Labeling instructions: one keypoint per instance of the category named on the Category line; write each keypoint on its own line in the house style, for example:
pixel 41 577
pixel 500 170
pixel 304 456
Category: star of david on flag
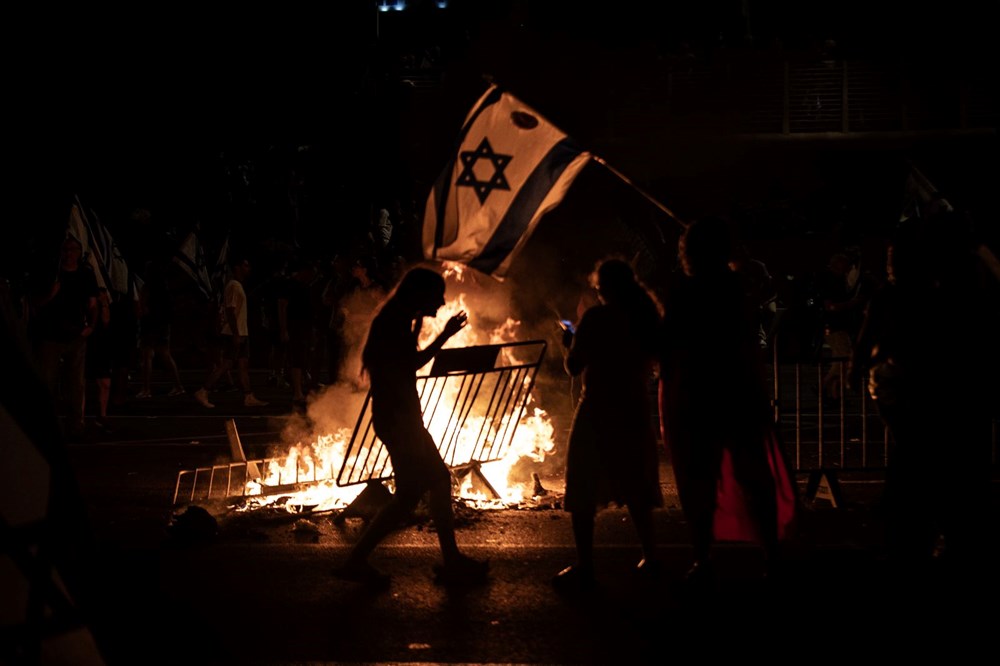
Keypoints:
pixel 510 168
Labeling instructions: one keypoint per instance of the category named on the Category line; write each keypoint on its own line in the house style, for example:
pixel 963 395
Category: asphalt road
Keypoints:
pixel 258 588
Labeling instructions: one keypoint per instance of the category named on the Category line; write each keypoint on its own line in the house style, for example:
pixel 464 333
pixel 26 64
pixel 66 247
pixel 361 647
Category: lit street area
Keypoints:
pixel 217 585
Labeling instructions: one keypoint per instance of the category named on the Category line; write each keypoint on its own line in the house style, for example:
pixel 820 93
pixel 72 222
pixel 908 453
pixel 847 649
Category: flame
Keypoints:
pixel 315 465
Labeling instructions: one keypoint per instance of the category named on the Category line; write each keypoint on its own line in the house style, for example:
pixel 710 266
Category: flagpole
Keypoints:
pixel 670 213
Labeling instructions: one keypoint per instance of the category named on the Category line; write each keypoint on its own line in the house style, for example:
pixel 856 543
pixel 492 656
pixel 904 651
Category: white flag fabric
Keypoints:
pixel 108 254
pixel 510 168
pixel 920 197
pixel 190 257
pixel 77 227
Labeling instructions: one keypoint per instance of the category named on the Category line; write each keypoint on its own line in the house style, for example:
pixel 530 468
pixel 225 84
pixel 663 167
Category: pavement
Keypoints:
pixel 255 588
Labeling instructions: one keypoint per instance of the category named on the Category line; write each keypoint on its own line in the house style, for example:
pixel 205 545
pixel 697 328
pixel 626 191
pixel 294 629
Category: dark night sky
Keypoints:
pixel 135 108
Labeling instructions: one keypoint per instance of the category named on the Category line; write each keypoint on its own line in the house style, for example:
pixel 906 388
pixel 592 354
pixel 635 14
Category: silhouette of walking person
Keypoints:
pixel 714 411
pixel 929 336
pixel 391 358
pixel 612 455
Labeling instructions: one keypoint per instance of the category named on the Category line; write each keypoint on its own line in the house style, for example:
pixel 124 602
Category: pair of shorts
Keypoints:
pixel 231 351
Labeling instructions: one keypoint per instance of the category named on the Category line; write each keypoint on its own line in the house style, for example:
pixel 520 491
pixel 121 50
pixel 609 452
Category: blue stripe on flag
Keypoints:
pixel 524 206
pixel 442 188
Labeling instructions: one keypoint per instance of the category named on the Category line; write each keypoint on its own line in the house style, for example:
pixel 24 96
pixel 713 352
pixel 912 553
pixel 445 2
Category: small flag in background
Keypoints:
pixel 920 197
pixel 220 272
pixel 511 167
pixel 190 257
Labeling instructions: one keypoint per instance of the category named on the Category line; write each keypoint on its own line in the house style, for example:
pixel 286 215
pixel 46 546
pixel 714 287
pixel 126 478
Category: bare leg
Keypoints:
pixel 103 396
pixel 583 535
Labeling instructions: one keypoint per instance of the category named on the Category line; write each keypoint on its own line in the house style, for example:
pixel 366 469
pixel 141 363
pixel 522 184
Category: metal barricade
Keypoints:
pixel 472 400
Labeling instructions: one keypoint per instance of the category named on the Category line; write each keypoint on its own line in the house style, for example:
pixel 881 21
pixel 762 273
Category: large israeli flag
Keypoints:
pixel 510 168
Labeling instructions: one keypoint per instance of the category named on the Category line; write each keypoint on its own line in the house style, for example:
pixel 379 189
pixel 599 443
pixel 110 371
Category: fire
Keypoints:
pixel 309 471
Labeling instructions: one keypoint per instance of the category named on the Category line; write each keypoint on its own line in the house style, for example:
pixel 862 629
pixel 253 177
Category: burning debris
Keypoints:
pixel 478 404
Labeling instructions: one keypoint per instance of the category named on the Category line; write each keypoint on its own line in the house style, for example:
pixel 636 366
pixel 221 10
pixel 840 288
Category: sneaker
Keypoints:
pixel 201 395
pixel 574 580
pixel 251 401
pixel 649 569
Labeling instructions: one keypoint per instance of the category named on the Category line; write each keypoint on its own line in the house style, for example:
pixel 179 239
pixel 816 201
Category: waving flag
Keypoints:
pixel 99 248
pixel 511 167
pixel 190 257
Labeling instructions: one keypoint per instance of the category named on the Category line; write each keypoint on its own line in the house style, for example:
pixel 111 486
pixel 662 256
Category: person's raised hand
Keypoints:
pixel 456 323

+++

## Prompt
For each line in the entries that holds "person", return that line.

## Task result
Category: silhouette of walking person
Category: person's raised hand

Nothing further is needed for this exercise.